§ What you are asked to do
Recast the rows below as a two-column CSV with the header instruction,answer and one line per row. Put each row's text and its answer in single quoted fields, replacing line breaks with spaces.

§ Input records
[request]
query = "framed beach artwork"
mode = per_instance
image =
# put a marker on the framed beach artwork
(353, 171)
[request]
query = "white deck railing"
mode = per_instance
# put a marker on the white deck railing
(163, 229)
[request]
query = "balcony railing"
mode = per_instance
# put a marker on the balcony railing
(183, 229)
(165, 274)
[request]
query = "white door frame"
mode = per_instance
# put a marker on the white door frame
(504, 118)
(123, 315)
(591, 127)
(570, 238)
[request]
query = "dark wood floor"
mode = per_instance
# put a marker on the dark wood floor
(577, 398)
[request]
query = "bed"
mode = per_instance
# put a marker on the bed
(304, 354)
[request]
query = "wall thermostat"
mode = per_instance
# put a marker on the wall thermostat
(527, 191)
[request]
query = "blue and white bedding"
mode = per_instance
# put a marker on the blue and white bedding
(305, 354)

§ Written reply
instruction,answer
"[request] query = ""framed beach artwork"" mode = per_instance image = # put a marker on the framed beach artwork","(353, 171)"
"[request] query = ""white deck railing"" mode = per_instance # put a marker on the white deck railing","(163, 229)"
"[request] query = ""balcony railing"" mode = per_instance # put a marker on the balcony railing","(183, 229) (165, 274)"
"[request] query = ""white door frame"" mode = per_instance # put a marker on the white door frame","(504, 118) (123, 315) (591, 127) (570, 238)"
"[request] query = ""dark wood floor"" mode = per_instance # put a marker on the dark wood floor","(577, 398)"
"[request] query = ""bed"" mode = per_instance # put a marker on the bed","(304, 354)"
"[request] query = ""wall thermostat"" mode = per_instance # put a marker on the wall thermostat","(527, 191)"
"[request] query = ""blue and white bedding"" mode = per_instance # put a marker on the blue and white bedding","(305, 354)"